*WRITTEN INSTRUCTION*
In the records below, locate the line containing "of the star", then extract it and all following lines exactly, ending with the last line.

Records from a point labeling set
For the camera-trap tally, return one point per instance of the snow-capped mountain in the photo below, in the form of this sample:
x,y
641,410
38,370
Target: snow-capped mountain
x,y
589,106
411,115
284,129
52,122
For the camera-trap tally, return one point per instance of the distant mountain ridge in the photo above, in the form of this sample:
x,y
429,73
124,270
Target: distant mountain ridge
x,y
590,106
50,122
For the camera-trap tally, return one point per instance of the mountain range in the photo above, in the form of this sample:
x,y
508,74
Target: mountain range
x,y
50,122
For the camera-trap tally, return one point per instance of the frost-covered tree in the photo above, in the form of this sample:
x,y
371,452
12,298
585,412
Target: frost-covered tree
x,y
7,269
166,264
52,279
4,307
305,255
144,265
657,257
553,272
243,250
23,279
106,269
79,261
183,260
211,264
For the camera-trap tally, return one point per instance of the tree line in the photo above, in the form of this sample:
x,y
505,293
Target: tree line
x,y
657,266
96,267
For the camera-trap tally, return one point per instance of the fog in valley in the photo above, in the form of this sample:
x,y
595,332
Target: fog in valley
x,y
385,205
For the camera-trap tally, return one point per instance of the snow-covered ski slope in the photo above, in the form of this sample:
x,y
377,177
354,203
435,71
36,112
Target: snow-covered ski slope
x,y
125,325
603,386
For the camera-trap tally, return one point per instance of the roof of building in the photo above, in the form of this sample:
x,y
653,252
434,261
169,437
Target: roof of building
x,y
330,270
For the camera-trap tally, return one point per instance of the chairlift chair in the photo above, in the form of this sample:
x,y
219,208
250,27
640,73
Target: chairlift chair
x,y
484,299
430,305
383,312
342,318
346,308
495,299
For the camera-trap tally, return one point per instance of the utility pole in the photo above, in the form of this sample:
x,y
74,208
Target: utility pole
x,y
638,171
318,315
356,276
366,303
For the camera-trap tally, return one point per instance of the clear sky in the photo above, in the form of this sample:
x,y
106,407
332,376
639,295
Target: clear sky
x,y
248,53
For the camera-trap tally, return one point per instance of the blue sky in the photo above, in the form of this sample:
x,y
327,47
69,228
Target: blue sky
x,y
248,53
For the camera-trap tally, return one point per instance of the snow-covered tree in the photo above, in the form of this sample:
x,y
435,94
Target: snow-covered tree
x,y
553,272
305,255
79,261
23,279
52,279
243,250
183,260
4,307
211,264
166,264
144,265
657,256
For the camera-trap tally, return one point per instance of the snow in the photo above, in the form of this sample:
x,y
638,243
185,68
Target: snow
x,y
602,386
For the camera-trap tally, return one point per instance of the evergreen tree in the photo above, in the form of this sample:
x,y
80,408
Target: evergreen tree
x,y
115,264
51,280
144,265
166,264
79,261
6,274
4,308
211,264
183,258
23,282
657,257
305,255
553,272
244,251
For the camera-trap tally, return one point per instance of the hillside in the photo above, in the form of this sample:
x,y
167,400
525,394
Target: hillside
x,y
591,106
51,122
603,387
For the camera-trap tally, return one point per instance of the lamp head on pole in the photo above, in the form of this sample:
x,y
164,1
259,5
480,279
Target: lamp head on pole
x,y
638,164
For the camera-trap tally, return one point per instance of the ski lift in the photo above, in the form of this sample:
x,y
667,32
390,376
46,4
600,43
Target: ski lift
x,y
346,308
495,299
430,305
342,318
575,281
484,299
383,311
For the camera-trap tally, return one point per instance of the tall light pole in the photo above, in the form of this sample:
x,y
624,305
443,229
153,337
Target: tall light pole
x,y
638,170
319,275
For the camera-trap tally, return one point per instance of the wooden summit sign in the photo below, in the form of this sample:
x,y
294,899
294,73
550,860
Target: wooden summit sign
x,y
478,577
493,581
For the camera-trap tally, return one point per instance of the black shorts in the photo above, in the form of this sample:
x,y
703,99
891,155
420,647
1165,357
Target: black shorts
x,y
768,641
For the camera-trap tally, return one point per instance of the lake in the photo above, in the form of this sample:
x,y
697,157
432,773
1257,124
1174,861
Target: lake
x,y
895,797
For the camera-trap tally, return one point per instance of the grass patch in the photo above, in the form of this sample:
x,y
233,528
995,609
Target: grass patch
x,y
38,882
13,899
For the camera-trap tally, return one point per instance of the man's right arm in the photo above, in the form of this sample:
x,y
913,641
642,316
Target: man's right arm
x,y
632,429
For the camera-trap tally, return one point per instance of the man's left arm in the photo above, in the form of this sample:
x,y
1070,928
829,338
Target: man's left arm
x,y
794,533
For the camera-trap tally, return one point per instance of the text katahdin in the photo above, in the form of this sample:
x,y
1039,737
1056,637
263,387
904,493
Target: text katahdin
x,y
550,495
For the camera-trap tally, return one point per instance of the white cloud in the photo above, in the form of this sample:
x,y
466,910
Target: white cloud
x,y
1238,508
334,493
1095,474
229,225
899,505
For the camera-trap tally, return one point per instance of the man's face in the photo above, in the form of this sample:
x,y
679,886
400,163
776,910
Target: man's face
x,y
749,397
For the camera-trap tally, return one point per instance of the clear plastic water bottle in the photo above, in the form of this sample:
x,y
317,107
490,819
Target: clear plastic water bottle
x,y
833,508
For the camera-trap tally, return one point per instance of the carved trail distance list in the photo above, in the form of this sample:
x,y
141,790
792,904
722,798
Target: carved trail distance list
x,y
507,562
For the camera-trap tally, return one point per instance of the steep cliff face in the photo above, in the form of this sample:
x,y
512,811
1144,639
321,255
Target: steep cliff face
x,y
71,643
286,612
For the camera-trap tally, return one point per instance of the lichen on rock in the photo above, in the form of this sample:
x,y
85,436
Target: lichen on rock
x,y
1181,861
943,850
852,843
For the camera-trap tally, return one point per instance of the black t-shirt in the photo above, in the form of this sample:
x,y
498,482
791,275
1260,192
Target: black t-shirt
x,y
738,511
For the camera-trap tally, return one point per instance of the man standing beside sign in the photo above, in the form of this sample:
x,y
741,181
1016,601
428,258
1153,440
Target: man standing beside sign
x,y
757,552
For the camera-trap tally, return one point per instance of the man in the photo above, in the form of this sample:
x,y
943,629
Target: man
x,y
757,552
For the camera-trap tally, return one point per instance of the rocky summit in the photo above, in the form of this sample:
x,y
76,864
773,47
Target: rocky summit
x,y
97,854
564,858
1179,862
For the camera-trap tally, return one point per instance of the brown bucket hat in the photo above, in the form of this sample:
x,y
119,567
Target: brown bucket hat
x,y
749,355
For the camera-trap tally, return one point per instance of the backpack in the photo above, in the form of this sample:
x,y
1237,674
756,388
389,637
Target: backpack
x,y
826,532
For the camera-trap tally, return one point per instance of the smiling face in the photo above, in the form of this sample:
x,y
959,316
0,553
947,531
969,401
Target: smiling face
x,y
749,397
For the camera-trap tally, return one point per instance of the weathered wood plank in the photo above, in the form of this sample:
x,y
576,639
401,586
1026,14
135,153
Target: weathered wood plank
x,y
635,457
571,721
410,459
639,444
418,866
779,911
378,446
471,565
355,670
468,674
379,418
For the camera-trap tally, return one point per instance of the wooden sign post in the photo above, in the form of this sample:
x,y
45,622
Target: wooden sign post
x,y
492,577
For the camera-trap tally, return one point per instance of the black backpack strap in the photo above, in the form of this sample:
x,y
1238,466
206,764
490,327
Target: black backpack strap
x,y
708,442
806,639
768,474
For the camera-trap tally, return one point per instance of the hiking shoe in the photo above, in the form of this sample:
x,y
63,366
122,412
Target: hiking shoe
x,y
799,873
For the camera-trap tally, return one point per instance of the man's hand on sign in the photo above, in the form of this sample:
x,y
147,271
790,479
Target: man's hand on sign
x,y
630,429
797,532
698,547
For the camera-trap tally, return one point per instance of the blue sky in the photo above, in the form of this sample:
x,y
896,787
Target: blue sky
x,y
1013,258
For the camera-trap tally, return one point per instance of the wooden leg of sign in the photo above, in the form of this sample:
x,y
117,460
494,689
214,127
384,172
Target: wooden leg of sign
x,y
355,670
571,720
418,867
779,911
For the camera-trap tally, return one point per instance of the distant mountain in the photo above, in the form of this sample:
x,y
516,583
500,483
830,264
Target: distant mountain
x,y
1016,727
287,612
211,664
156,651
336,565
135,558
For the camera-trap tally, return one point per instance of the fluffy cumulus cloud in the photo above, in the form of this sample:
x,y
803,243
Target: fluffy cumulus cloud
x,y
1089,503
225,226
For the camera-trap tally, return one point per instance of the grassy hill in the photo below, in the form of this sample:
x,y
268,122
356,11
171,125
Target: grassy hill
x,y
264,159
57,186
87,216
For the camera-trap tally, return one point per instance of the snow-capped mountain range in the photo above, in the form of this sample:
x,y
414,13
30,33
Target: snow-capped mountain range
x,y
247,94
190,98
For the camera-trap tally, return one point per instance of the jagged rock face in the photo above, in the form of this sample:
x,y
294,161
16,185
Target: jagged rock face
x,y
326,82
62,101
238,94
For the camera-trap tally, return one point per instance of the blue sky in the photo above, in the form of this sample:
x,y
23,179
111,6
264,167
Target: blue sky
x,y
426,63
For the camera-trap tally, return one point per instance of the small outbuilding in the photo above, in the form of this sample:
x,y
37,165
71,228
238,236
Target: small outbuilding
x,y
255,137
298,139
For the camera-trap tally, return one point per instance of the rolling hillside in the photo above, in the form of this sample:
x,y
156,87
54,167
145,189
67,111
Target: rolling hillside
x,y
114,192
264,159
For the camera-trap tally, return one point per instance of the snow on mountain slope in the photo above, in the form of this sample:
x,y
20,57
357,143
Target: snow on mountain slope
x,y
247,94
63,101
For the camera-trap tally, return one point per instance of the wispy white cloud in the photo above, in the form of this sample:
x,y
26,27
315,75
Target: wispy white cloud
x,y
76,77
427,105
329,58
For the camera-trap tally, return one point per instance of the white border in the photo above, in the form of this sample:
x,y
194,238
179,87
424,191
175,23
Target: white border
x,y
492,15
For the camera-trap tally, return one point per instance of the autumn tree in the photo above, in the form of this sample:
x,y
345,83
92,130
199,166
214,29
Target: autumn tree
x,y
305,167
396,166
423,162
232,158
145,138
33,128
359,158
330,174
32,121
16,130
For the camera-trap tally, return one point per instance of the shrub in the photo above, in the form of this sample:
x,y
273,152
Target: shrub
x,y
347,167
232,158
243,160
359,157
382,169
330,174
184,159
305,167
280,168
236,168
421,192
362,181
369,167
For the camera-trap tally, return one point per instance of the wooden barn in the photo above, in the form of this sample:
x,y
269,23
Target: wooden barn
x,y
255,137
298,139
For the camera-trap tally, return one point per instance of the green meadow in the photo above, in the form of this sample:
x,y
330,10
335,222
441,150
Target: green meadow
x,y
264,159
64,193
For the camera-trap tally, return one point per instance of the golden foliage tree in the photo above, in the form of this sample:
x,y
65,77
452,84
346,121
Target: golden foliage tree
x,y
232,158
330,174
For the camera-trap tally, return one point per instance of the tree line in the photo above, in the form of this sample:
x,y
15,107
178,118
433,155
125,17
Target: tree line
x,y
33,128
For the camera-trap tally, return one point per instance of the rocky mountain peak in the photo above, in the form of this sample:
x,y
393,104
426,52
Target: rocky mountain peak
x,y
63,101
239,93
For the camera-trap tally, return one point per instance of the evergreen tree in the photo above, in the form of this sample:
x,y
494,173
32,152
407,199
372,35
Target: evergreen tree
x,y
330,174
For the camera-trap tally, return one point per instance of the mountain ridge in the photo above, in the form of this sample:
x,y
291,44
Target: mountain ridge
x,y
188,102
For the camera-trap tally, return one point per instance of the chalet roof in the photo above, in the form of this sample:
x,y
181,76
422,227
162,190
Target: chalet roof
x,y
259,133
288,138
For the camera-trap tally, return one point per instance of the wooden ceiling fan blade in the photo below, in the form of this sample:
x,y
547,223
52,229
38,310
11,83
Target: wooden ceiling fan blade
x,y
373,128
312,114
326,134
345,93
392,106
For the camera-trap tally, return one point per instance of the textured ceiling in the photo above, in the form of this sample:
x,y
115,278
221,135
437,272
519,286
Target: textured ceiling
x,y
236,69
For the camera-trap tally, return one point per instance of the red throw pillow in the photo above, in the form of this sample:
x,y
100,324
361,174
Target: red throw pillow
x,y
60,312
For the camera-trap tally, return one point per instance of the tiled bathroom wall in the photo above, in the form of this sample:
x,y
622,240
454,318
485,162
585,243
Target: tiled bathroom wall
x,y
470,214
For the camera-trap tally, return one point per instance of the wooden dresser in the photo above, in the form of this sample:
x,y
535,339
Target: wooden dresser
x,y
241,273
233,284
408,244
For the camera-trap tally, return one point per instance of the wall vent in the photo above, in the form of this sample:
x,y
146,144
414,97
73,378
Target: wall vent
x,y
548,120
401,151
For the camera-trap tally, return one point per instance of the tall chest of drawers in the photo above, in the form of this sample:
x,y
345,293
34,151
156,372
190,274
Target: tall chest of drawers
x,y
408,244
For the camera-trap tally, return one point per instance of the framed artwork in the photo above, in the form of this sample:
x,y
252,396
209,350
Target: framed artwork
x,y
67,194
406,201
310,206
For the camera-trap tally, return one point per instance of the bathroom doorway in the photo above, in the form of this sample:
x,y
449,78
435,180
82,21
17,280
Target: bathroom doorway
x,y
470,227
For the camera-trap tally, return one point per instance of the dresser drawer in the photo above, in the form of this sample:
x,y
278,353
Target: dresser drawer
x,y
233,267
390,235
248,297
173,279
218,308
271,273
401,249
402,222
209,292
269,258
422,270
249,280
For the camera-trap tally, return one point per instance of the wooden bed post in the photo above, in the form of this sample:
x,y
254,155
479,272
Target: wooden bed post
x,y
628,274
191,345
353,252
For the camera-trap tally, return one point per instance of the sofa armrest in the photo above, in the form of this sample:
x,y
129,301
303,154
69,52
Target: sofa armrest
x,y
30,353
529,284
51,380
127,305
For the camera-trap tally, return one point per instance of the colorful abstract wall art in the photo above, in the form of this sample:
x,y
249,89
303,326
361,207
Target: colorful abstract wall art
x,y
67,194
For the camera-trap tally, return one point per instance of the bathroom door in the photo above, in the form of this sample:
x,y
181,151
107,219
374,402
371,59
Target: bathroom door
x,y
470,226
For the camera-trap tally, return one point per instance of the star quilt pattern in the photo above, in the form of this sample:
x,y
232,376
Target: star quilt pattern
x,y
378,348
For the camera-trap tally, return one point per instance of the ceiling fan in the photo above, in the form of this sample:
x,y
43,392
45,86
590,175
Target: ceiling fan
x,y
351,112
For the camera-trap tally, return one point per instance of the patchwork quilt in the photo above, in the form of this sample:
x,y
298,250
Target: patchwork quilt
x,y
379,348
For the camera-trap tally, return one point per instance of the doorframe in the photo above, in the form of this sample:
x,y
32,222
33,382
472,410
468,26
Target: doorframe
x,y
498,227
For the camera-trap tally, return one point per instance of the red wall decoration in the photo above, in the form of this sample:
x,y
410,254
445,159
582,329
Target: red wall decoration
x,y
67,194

*EXPECTED ANSWER*
For the camera-trap tally, return one point per instance of the star quilt pattern in the photo above, in the form of this sample:
x,y
232,376
Target: star quilt pattern
x,y
378,348
For the camera-trap tally, return one point per instance of the ceiling fan in the photo above, in the form of this sample:
x,y
43,392
45,86
590,175
Target: ceiling fan
x,y
351,112
For the camera-trap tally, return one point per instance of the patchwork quilt in the photo above, in the form of this sample:
x,y
298,250
Target: patchwork quilt
x,y
379,348
For the camera-trap tally, return one point per instance of the doorframe in the photo above, in the form of this sample:
x,y
32,222
33,382
472,410
468,26
Target: doorframe
x,y
498,227
For the camera-trap tally, return one point per instance of the red wall decoration in the photo above, in the form of this sample:
x,y
410,254
445,159
582,329
Target: red wall decoration
x,y
67,194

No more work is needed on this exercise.